## Task prompt
Retype, character for character, the rows starting at the line that contains "search: gray cow" and ending at the line that contains "(39, 306), (92, 347)", including both of those lines.

## Data lines

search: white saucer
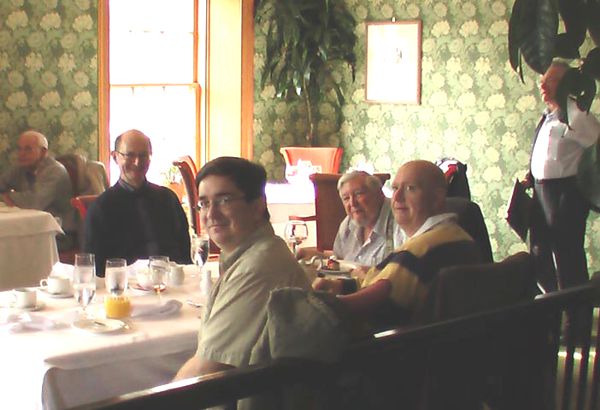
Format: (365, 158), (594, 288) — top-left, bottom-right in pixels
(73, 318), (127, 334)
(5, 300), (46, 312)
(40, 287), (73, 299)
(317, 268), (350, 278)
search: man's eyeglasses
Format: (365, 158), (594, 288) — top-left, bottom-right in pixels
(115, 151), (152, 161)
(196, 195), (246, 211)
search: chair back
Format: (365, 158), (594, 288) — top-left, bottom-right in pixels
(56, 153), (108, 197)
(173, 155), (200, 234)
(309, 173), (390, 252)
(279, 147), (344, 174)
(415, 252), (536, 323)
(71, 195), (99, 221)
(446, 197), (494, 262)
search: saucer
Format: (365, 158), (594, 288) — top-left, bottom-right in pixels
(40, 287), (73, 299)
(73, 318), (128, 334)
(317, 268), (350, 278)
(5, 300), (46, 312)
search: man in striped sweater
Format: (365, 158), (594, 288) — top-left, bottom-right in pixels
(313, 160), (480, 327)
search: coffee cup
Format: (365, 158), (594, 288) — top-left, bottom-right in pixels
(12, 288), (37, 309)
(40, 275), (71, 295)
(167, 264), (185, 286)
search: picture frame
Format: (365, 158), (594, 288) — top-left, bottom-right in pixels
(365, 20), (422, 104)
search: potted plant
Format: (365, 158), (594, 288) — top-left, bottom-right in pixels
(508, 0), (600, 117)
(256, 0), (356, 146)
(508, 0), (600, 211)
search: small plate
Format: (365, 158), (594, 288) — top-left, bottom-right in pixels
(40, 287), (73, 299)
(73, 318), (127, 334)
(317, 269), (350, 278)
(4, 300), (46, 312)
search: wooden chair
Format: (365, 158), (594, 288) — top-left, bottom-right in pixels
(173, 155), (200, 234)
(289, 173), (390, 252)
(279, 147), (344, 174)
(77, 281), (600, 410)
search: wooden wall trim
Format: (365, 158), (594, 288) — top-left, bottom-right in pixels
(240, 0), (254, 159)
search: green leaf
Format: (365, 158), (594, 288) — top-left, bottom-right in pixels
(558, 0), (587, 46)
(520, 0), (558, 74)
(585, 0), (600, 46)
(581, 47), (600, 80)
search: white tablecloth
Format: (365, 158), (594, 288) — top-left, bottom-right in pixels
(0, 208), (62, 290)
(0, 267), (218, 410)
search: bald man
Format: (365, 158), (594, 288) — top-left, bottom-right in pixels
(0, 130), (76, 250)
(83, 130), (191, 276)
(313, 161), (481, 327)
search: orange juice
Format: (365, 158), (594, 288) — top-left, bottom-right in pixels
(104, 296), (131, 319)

==

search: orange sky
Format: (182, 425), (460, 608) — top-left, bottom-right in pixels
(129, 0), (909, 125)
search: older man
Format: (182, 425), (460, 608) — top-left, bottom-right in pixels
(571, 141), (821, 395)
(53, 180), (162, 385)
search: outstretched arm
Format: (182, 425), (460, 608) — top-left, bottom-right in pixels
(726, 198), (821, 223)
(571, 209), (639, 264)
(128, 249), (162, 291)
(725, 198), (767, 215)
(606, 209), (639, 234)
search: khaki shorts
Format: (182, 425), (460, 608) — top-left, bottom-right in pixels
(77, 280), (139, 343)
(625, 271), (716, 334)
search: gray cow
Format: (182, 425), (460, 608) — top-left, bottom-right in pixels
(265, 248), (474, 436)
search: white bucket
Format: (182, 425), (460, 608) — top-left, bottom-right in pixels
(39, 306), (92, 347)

## Task output
search: gray cow
Format: (182, 425), (460, 608) — top-left, bottom-right in pixels
(265, 248), (474, 436)
search: white bucket
Format: (182, 425), (460, 608) — top-left, bottom-right in pixels
(39, 306), (92, 347)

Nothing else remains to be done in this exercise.